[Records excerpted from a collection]
■ ■ ■ ■

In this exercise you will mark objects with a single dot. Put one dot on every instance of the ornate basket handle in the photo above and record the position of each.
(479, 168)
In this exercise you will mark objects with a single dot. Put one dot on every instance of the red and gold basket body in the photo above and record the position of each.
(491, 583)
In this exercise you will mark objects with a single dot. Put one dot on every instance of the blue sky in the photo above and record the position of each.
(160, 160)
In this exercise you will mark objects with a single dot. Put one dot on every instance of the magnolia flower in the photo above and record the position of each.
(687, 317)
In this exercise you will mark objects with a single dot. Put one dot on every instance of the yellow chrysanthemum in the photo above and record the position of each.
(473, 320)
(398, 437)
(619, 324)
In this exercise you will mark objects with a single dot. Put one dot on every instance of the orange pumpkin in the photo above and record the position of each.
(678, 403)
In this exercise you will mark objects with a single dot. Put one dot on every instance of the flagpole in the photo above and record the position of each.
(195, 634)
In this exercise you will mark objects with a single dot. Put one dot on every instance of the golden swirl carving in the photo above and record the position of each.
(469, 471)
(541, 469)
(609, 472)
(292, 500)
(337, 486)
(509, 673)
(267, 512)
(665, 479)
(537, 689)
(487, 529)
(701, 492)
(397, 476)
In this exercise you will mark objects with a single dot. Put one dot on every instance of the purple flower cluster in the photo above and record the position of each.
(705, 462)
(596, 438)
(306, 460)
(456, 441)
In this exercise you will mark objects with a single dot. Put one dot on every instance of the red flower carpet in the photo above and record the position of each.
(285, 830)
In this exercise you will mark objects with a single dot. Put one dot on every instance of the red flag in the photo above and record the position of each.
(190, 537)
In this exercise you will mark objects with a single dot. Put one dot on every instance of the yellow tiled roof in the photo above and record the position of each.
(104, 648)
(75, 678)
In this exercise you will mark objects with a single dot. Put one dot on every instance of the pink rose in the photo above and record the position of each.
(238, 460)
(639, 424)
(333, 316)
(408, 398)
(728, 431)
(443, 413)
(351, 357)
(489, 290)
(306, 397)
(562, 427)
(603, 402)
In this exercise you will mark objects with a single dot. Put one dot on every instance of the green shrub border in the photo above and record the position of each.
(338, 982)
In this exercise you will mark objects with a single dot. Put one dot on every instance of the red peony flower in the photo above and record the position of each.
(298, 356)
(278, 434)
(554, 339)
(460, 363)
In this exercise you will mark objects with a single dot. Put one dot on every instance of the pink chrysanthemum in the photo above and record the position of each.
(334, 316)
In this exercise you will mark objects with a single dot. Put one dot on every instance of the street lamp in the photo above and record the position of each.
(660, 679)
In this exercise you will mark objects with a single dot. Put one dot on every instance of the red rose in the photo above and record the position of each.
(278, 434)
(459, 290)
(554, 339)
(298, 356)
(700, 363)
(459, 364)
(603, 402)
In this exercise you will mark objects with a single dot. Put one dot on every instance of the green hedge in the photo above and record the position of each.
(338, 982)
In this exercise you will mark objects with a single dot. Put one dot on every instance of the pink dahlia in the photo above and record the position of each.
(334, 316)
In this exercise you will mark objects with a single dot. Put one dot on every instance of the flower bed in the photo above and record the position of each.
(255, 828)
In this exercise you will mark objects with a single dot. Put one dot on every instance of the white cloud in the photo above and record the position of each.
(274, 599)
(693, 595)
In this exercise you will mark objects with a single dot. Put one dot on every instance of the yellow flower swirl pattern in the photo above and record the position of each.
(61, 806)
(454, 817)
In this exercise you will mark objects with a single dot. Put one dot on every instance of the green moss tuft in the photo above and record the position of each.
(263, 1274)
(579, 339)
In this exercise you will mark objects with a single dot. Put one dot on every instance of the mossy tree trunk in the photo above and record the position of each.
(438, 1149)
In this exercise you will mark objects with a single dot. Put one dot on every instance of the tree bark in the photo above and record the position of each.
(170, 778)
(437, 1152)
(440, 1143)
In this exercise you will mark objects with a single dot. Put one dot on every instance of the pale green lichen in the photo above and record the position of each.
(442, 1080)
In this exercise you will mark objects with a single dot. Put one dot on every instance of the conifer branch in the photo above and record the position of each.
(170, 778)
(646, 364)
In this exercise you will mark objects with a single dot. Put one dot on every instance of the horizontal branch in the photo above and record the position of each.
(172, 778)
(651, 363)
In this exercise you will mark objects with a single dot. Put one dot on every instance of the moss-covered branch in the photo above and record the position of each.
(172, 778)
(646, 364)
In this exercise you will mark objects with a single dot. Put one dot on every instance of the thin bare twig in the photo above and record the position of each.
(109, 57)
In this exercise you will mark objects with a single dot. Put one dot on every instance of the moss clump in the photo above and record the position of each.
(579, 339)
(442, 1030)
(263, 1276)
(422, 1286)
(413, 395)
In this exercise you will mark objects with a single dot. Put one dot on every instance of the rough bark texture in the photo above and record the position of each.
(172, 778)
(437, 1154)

■ ■ ■ ■

**What is needed**. In this exercise, you retype all of the data exactly as it appears above.

**Result of the exercise**.
In this exercise you will mark objects with a single dot. Put one dot on every instance of the ornate basket handle in the photo above and record the position of each.
(479, 168)
In this exercise you will mark objects with a single dot. Put one dot on every instance of the red and gold basket body in the photo above and record the position of each.
(491, 583)
In this exercise you will mark objects with a single dot. Put one dot on every instance of the blue sky in the photo above and record the position of each.
(160, 160)
In this exercise you will mark objects with a single dot. Put one dot on every instance of the magnolia flower in the photo above and record the position of each.
(687, 317)
In this exercise you will mark objects with a single dot. Put one dot on every instance of the yellow chrysanthemum in the photo above and record the position of each.
(473, 320)
(398, 437)
(619, 324)
In this exercise you will mark objects with a single dot. Put one dot on every instance of the orange pumpkin in the photo above and record the position of each.
(678, 403)
In this exercise you will mark objects with a single dot. Put one dot on every instance of the flagpole in the photo above and record the position of each.
(195, 634)
In this exercise you will mark objects with a single dot. Put one dot on every instance of the golden swirl carving in the photo above and record the position of each.
(469, 471)
(541, 469)
(609, 472)
(292, 500)
(337, 486)
(509, 673)
(267, 512)
(665, 479)
(537, 689)
(487, 529)
(701, 492)
(397, 476)
In this exercise you will mark objects with a single dot. Put one dot on every instance of the purple flower cluster in the photo above and record the position of each.
(705, 462)
(596, 438)
(306, 460)
(456, 441)
In this exercise you will mark objects with a single dot. Put one dot on every instance of the red flower carpet in the photo above and record the position of each.
(285, 830)
In this exercise you will mark objects with a single dot. Put one dot on every instance of the red flag in the photo above and record the position of each.
(190, 537)
In this exercise you will mark objects with a single dot. Put one dot on every instance of the yellow tiled roof in the photo above and record the position of each.
(104, 648)
(75, 678)
In this exercise you will mark objects with a single dot. Put one dot on every instance of the pink rose in the photo above and record the position of each.
(238, 460)
(639, 424)
(333, 316)
(408, 398)
(728, 431)
(443, 413)
(351, 357)
(489, 290)
(306, 397)
(562, 427)
(603, 402)
In this exercise you will mark objects with a single dot. Put one dot on every instance of the green shrub border in the photo above and record the position of each.
(338, 982)
In this exercise you will mark objects with a single dot. Put one dot on every instance of the red peony flower in the photo above and record the position of each.
(298, 356)
(278, 434)
(554, 339)
(460, 363)
In this exercise you will mark objects with a single dot. Put one dot on every instance of the pink chrysanthemum in the photo above and record the position of each.
(334, 316)
In this exercise you will mark objects with a single dot. Put one dot on every instance of the street lamp in the photo above and record the position of each.
(660, 679)
In this exercise you will mark objects with a single dot. Put one dot on every instance of the red rose in the photo above and record the position of each.
(278, 434)
(459, 290)
(554, 339)
(298, 356)
(700, 363)
(459, 364)
(603, 402)
In this exercise you will mark objects with a single dot. Put one dot on every instance of the green hedge in the photo above and record the position of each.
(338, 982)
In this exercise you will mark objects with a single dot. Put one dot on every instance of the pink dahlia in the photo above and record the position of each.
(334, 316)
In this exercise you will mark objects with a single dot. Put one dot on every instance of the flower bed in the photo above and record the position of each.
(255, 828)
In this exercise you will mark objects with a single dot. Put one dot on every instance of the white cloud in the photo above and record the position of each.
(274, 599)
(693, 595)
In this exercise you will mark objects with a single dot. Put one dot on every instance of the yellow flower swirl pattern in the photo above and record the position of each.
(61, 806)
(454, 817)
In this exercise you will mark objects with a single dot. Put one dot on every instance of the green moss tuft in the photo above and record the position of each.
(263, 1274)
(579, 339)
In this exercise you will mark objects with a single dot. Put one dot on every instance of the mossy tree trunk in the photo above and record the position of each.
(438, 1149)
In this exercise you will mark objects with a single dot. Put one dot on every instance of the tree bark in the photo above and record the position of each.
(170, 778)
(437, 1152)
(440, 1143)
In this exercise you will mark objects with a single dot. Put one dot on every instance of the pale green lichen in the photo above and record the position of each.
(442, 1080)
In this exercise you will mark objects with a single dot. Put one dot on every instance of the conifer branch in the photo above and record the position of each.
(170, 778)
(646, 364)
In this exercise you will mark objects with a single dot. Put one dot on every instance of the horizontal branch in the photo above and record the position of each.
(172, 778)
(651, 363)
In this exercise you will mark objects with a single dot. Put one dot on every instance of the moss-covered branch in the photo above and record the position of each.
(172, 778)
(646, 364)
In this exercise you will mark objects with a single dot. Put one dot on every instance of the thin bare twig in the photo above and record the position of each.
(109, 57)
In this exercise you will mark objects with a single dot. Put one dot on every instance of the moss clump in the photo above and record the position of each.
(579, 339)
(442, 1030)
(263, 1276)
(422, 1286)
(413, 395)
In this exercise you will mark objects with a single dot. Put one dot on every instance of the rough bark texture in the photo above and record the position of each.
(172, 778)
(437, 1154)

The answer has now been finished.